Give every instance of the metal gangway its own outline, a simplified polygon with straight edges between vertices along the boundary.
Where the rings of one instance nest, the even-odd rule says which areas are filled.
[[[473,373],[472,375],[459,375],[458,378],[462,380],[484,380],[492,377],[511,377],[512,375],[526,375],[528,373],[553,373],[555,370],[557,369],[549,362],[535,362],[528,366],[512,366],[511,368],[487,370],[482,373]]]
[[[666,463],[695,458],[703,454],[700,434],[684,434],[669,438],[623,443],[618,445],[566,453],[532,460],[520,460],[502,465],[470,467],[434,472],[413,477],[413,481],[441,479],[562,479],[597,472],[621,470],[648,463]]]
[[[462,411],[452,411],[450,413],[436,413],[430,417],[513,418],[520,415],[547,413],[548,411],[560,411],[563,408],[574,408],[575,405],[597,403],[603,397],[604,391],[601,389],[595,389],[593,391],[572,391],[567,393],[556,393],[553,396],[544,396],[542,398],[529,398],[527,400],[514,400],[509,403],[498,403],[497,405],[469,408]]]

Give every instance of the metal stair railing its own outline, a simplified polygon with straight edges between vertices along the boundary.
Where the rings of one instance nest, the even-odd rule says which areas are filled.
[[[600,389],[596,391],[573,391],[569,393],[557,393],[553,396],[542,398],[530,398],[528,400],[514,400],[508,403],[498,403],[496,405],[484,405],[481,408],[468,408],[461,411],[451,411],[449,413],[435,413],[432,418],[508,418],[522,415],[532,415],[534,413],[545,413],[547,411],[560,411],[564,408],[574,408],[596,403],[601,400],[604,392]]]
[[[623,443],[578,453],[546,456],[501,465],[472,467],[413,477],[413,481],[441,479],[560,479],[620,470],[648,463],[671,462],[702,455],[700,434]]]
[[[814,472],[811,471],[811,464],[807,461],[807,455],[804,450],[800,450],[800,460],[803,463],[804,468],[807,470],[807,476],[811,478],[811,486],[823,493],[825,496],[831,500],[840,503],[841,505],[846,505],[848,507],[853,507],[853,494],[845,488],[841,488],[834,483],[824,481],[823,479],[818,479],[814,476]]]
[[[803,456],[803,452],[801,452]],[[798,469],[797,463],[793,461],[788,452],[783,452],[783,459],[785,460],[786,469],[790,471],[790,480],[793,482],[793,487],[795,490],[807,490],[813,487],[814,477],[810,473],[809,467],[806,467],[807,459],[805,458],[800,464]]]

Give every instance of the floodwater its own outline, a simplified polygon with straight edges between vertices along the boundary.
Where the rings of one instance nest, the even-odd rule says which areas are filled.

# Problem statement:
Return every line of the data above verbatim, with nothing added, dropped, or changed.

# Task solution:
Give every instance of the metal gangway its own outline, a simplified polygon with straight edges between vertices along the boundary.
Where the rings of one instance nest, the even-odd rule says which areas are filled.
[[[473,373],[472,375],[459,375],[458,378],[462,380],[484,380],[492,377],[511,377],[512,375],[526,375],[528,373],[553,373],[555,370],[557,369],[549,362],[535,362],[528,366],[512,366],[511,368],[487,370],[482,373]]]
[[[666,463],[695,458],[703,454],[700,434],[684,434],[669,438],[623,443],[618,445],[566,453],[532,460],[520,460],[502,465],[470,467],[434,472],[413,477],[413,481],[441,479],[562,479],[597,472],[621,470],[648,463]]]
[[[462,411],[452,411],[450,413],[436,413],[430,417],[513,418],[520,415],[547,413],[548,411],[560,411],[563,408],[574,408],[575,405],[597,403],[603,397],[604,391],[601,389],[595,389],[593,391],[572,391],[567,393],[556,393],[553,396],[544,396],[542,398],[529,398],[527,400],[514,400],[509,403],[498,403],[497,405],[469,408]]]

Give every instance of the metal stair railing its own outline, a simplified polygon with straight edges between vertices along the boundary.
Where the rings of one instance nest, the even-odd rule says which areas are filled.
[[[600,389],[596,391],[573,391],[569,393],[557,393],[553,396],[542,398],[530,398],[528,400],[514,400],[508,403],[498,403],[496,405],[484,405],[481,408],[468,408],[461,411],[451,411],[449,413],[435,413],[432,418],[508,418],[522,415],[532,415],[534,413],[545,413],[547,411],[560,411],[564,408],[574,408],[596,403],[601,400],[604,392]]]
[[[623,443],[578,453],[546,456],[501,465],[472,467],[413,477],[413,481],[441,479],[560,479],[620,470],[648,463],[671,462],[702,455],[700,434]]]
[[[814,472],[811,471],[811,464],[807,461],[807,455],[804,450],[800,450],[800,460],[803,463],[804,468],[807,470],[807,476],[811,478],[811,486],[823,493],[825,496],[831,500],[840,503],[841,505],[846,505],[848,507],[853,507],[853,494],[845,488],[841,488],[834,483],[824,481],[823,479],[818,479],[814,476]]]
[[[803,456],[803,452],[801,452]],[[798,469],[797,463],[793,461],[788,452],[783,452],[783,459],[785,460],[786,469],[790,471],[790,480],[793,482],[793,487],[795,490],[807,490],[813,487],[814,477],[810,473],[809,467],[806,467],[807,459],[805,458],[800,464]]]

Give every instance of the floodwater its own outline, a simplified polygon with straight edges between vertices along the boundary.
Where the rings of one instance nest, the even-odd rule says which areas are filled.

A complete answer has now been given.